Items from a data source
□ □ □ □ □

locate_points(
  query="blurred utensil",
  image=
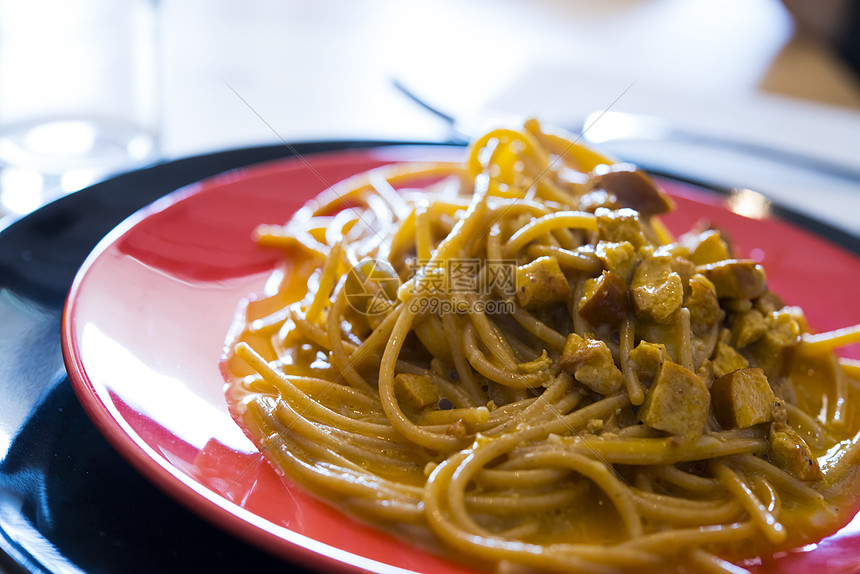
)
(602, 127)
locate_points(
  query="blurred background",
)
(760, 93)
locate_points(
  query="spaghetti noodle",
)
(515, 358)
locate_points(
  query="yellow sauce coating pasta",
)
(513, 357)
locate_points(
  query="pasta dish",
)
(513, 361)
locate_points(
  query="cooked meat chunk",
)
(743, 398)
(748, 328)
(590, 362)
(633, 188)
(782, 332)
(620, 258)
(620, 225)
(604, 300)
(703, 304)
(789, 451)
(646, 358)
(726, 360)
(540, 283)
(736, 278)
(656, 290)
(707, 247)
(678, 402)
(415, 392)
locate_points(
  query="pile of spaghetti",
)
(513, 356)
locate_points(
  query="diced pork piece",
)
(620, 258)
(633, 188)
(620, 225)
(656, 290)
(702, 302)
(590, 362)
(789, 451)
(541, 283)
(604, 300)
(782, 332)
(678, 402)
(726, 360)
(736, 278)
(415, 392)
(646, 358)
(768, 303)
(743, 398)
(748, 328)
(707, 247)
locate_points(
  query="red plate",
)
(147, 315)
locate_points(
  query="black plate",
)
(68, 501)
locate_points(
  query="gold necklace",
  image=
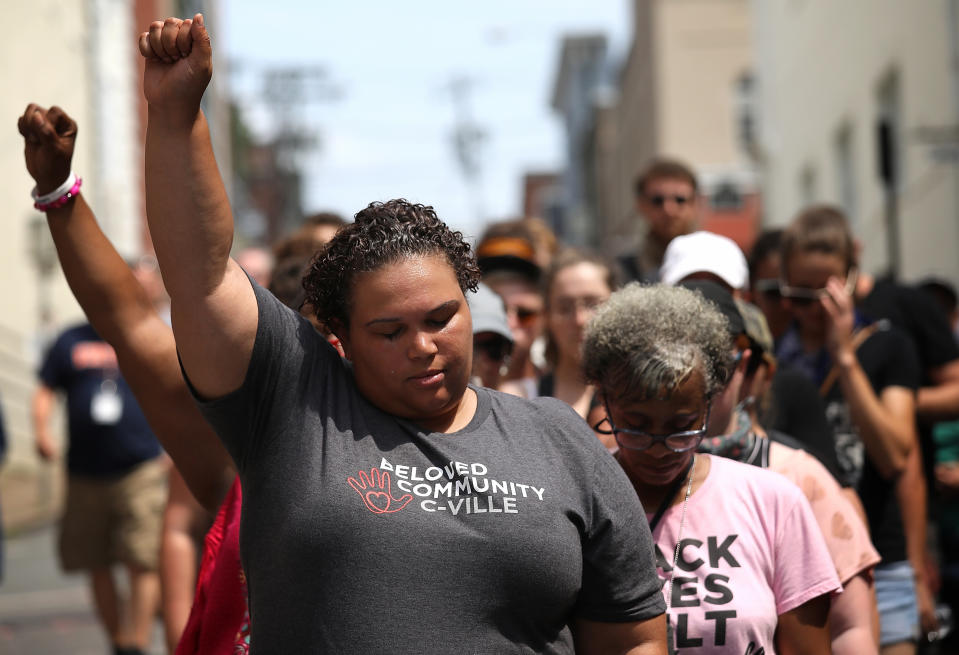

□ □ □ □ □

- **What you are asked to do**
Each record above must be retyped exactly as given, with the images excluded.

- **Result of this exercise**
locate_points(
  query="blurred utensil",
  image=
)
(602, 127)
locate_points(
  query="blurred background",
)
(760, 93)
locate_points(
  query="spaghetti noodle",
)
(515, 358)
locate_points(
  query="yellow sauce coating pasta",
)
(513, 357)
locate_points(
  query="pasta dish",
)
(513, 361)
locate_points(
  query="cooked meat chunk",
)
(743, 398)
(748, 328)
(590, 362)
(633, 188)
(782, 332)
(620, 258)
(620, 225)
(604, 300)
(703, 304)
(789, 451)
(646, 358)
(726, 360)
(540, 283)
(736, 278)
(656, 290)
(707, 247)
(678, 402)
(415, 392)
locate_points(
  query="pile of spaghetti",
)
(513, 356)
locate_points(
  query="diced pork piece",
)
(620, 258)
(633, 188)
(620, 225)
(656, 290)
(702, 302)
(590, 362)
(789, 451)
(541, 283)
(604, 300)
(782, 332)
(678, 402)
(726, 360)
(736, 278)
(415, 392)
(646, 358)
(768, 303)
(743, 398)
(748, 328)
(707, 247)
locate_points(
  query="red plate",
)
(147, 315)
locate_points(
  query="black plate",
)
(68, 501)
locate_points(
  query="gold necklace",
  image=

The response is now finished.